▶ **Task**
Count how many lines of the listing below contain the word "chrome" and reply with that number alone.

▶ **Records to use**
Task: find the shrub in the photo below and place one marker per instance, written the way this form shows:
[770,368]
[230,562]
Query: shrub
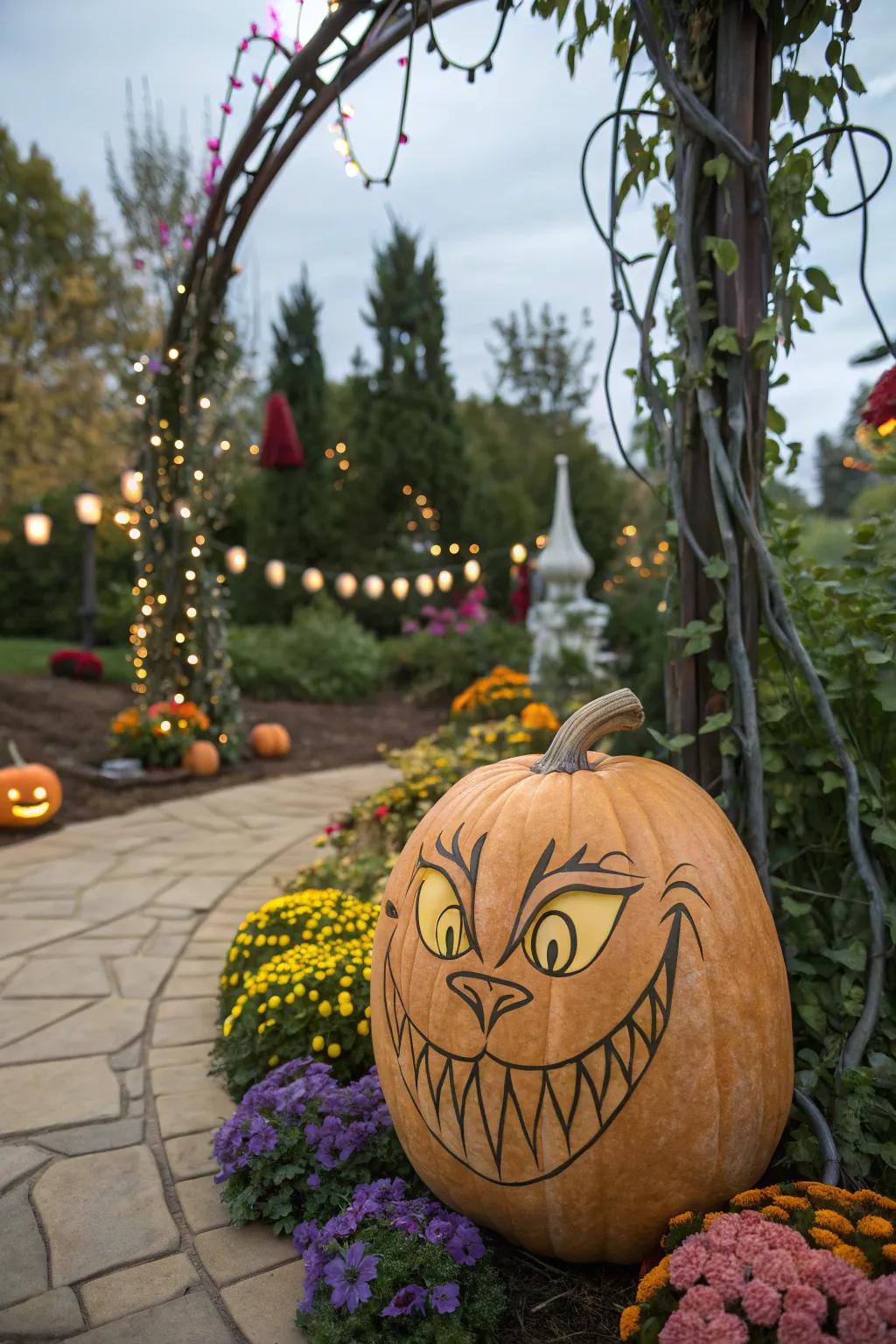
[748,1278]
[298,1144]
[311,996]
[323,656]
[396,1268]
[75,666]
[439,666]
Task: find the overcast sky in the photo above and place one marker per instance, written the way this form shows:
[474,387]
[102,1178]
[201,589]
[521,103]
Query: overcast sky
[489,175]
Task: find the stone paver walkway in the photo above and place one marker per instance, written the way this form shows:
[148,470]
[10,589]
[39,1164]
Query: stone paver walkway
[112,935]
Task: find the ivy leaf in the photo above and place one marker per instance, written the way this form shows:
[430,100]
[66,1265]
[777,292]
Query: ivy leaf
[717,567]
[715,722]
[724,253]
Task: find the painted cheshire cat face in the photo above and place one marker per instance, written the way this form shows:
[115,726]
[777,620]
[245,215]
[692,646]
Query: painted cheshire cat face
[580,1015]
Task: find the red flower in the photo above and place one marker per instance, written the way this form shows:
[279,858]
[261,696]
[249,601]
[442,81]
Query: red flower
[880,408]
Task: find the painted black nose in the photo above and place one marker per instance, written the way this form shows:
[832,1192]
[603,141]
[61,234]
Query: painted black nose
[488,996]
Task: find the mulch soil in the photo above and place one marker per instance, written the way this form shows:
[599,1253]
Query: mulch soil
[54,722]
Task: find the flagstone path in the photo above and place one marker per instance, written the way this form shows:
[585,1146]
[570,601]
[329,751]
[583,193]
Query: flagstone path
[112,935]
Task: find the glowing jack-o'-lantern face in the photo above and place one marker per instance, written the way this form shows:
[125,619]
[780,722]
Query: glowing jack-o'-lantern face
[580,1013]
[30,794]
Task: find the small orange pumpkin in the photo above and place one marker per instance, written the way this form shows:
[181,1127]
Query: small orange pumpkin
* * *
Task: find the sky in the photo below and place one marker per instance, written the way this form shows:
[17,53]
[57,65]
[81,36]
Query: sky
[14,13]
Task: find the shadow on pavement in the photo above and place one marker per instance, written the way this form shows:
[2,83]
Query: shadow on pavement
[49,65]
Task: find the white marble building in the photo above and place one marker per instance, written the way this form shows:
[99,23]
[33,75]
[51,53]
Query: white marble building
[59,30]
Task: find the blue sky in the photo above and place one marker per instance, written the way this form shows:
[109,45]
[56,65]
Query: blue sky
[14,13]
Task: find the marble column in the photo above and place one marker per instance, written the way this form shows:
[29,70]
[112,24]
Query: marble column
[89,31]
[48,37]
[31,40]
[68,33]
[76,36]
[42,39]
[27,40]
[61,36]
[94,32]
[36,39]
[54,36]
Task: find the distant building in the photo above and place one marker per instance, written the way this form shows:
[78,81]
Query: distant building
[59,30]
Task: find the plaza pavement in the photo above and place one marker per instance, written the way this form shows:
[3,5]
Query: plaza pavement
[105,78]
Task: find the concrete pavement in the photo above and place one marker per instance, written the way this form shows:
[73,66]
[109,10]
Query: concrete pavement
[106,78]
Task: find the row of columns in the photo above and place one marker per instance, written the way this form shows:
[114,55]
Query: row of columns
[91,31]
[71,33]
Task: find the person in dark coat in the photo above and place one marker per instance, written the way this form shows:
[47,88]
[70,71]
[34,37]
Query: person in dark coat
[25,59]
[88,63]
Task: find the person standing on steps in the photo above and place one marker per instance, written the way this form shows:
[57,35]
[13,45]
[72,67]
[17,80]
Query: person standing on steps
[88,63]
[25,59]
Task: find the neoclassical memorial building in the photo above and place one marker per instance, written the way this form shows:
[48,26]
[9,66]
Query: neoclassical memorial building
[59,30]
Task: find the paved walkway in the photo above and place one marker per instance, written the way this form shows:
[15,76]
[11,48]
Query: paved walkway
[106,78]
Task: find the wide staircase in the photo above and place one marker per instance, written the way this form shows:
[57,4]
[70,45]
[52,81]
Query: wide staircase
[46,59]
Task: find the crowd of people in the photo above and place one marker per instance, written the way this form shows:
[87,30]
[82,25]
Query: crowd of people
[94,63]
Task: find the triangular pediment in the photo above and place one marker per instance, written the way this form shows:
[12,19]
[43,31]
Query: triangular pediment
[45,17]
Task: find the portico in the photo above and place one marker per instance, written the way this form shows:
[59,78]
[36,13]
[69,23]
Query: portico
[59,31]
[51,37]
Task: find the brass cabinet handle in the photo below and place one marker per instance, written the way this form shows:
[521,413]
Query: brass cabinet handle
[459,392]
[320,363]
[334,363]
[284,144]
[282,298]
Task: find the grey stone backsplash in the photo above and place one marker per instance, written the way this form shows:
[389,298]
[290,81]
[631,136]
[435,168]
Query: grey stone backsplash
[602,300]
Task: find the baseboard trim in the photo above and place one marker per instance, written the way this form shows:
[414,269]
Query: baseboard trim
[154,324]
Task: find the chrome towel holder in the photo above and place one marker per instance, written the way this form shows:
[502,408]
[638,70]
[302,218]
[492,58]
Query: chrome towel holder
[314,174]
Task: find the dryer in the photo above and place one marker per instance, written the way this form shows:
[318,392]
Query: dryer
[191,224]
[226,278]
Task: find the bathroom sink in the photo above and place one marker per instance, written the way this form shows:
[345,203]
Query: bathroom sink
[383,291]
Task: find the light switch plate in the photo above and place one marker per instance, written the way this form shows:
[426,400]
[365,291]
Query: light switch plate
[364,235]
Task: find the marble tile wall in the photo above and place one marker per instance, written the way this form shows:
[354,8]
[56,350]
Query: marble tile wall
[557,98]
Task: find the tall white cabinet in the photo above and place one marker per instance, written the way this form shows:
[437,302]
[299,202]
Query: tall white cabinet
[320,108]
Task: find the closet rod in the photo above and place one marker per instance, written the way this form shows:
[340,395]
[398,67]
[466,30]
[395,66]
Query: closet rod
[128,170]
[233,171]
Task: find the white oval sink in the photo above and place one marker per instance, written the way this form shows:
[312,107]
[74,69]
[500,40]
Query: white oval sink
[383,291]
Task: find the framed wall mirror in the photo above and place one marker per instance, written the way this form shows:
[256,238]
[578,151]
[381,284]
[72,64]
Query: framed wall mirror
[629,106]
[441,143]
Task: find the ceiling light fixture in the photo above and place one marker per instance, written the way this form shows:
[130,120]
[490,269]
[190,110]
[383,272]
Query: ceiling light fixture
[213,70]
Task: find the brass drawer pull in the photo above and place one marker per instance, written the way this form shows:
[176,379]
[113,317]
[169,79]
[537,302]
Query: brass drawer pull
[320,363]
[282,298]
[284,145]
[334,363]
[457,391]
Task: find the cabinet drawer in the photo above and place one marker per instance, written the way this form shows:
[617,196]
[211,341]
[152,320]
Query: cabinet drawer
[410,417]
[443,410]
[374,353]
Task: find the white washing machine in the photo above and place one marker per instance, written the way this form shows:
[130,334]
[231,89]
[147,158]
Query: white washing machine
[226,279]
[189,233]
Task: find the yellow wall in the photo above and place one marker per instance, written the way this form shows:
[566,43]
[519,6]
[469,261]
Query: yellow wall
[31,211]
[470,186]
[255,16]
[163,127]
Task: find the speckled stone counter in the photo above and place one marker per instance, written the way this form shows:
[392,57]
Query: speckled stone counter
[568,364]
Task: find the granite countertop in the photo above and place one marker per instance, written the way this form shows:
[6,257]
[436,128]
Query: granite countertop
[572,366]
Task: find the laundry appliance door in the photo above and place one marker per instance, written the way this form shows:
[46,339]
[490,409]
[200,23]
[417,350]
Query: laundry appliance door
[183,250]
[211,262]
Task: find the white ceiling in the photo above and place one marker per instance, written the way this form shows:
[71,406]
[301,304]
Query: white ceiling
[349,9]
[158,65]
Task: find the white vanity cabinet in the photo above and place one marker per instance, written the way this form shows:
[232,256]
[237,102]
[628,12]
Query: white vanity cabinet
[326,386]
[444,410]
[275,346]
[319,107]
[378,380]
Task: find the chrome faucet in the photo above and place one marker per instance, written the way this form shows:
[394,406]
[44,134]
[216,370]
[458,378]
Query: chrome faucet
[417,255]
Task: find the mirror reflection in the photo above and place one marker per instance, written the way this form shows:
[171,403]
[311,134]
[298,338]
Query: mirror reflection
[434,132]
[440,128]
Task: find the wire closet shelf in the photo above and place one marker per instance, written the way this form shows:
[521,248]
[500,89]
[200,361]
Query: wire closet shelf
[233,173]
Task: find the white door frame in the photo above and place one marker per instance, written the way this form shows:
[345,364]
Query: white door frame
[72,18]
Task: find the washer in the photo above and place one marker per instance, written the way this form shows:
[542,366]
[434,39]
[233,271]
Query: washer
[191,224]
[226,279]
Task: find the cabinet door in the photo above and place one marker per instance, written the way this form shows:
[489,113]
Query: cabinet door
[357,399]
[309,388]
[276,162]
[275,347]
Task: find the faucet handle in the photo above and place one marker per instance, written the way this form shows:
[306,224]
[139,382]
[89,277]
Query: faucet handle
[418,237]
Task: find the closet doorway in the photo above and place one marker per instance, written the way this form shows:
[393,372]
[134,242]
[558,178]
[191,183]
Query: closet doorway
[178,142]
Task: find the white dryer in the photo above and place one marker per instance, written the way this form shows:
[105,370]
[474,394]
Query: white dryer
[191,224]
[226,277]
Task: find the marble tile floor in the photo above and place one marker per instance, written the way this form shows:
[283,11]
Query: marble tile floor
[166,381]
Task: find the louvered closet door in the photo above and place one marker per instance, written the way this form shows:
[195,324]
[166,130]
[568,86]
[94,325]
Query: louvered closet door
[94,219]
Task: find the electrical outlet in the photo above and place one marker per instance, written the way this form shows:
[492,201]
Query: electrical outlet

▶ **The solution**
4